▶ Exercise brief: Give the records back in full, exactly as they read.

Coordinate annotation records:
►

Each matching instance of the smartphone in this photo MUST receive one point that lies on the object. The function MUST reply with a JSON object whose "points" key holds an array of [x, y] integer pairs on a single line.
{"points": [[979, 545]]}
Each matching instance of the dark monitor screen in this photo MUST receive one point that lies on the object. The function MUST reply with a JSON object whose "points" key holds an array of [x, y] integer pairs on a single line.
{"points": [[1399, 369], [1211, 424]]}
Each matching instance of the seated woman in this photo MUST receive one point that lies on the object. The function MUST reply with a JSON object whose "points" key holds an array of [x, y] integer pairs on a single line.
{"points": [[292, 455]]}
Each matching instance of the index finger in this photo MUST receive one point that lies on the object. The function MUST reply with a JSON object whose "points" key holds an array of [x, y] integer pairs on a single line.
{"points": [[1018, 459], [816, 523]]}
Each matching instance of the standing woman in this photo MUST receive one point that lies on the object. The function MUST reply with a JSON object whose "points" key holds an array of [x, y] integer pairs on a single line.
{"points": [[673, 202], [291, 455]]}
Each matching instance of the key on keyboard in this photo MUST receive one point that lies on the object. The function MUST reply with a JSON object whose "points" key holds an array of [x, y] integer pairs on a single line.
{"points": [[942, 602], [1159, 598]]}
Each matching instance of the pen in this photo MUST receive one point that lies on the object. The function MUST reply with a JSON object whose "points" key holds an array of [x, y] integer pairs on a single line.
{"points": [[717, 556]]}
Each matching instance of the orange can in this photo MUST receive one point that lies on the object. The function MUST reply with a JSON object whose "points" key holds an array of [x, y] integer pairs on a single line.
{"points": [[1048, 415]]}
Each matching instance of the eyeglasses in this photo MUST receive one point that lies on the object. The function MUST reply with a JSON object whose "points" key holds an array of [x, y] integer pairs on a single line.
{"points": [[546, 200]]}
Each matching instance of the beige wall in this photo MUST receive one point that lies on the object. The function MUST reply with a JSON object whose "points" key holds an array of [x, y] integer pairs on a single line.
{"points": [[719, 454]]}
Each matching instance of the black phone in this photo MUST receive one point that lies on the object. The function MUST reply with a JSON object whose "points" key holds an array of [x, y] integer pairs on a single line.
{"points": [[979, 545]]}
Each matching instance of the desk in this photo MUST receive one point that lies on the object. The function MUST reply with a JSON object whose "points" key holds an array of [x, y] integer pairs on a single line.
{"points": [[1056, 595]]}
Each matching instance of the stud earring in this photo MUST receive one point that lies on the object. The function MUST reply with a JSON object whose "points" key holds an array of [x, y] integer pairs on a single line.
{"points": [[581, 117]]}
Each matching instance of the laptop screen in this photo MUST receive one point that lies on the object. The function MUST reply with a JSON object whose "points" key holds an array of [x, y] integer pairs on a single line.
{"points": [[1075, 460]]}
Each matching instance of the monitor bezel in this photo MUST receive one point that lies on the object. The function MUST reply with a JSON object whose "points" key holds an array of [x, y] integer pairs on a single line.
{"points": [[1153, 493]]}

◄

▶ Full answer:
Each matching instance of the smartphone in this photo MUST receive one point that lies on the object. The function MUST reply with a JSON object whose "points" key holds an array of [x, y] integer pairs on a single line.
{"points": [[979, 545]]}
Each matching instance of the dark monitor screen in this photo MUST receive one point that lies on the object. The function MUST reply with a JSON object whose "points" key holds an array of [x, y] integer pairs on a single line.
{"points": [[1399, 369], [1211, 424]]}
Each matching instance of the seated woman in this photo MUST receive one point that lies on the object. The function MUST reply with a JSON object whose "points" key holds an array of [x, y] integer pairs on a single line.
{"points": [[292, 455]]}
Each matching instance of the index finger in this photo MUST receive one point that lies on the object. The function MUST reply with a JSON object whose "points" key holds an array of [x, y] integer pairs on a single line.
{"points": [[1018, 459], [816, 523]]}
Each matching instance of the standing woman in this photo MUST receive one point that lies on the object. The function MUST reply with a JSON object whose "points" key holds an array of [x, y] integer pairs on a single line.
{"points": [[673, 202], [291, 455]]}
Each matching instance of the key on keyboard in this photo MUST receive one point that lies on the object. The function MUST reply with a JSON object whose "points" key holds an array of [x, y] integer pairs on a single line.
{"points": [[942, 602], [1159, 598]]}
Each matching instance of the pen in this photo MUST receive one point that lies on the object. The function MUST reply with a JSON object whose "points" key holds an array of [x, y] integer pairs on a single line.
{"points": [[717, 556]]}
Each matching instance of the orange can in this photo MUST receive one point that lies on the object. The function MUST reply with a JSON object whose "points" key holds an array of [x, y] integer pairs on a single line.
{"points": [[1048, 415]]}
Each matching instance of the eyeglasses in this photo MUST receive one point that lies on the object. The function MUST reply with a JSON object whose "points" key holds an array of [x, y] integer pairs on a single line.
{"points": [[546, 200]]}
Each matching instance of the beige wall in this photo MUST receive one point that lies on the object. The function MUST reply with a JSON object whose "points" key holds an array of [x, y] integer pairs on a single line.
{"points": [[719, 454]]}
Each matching instance of the black phone in this photo MUST receive one point that lies on the object. The function MUST reply with a JSON object whose "points" key holds an array of [x, y] integer pairs on a single line.
{"points": [[979, 545]]}
Each matching instance of the desk in this photo MUST receive one point that lies on the object. The function MUST reply with a JSON object whose "points" key holds an array of [x, y] integer pairs on a single line.
{"points": [[1056, 595]]}
Each matching instance of the stud earring in this photo MUST receive one point that lies on the object. The function MUST reply with a JSON object whose "points" key holds an array of [x, y] integer pairs on a single line.
{"points": [[581, 117]]}
Each matching instance of the laptop screen in this photo MUST receive one point that lies on the object. The function MUST reply with a JSON object whose "points" key holds an array of [x, y] integer pairs on a single line.
{"points": [[1075, 460]]}
Each matching instance of the monitor bezel in this photo MUST receive one point that lies on the object. The function MUST reply with a JSON object whose "points" key holds an array of [x, y] integer pairs on a single line.
{"points": [[1153, 493]]}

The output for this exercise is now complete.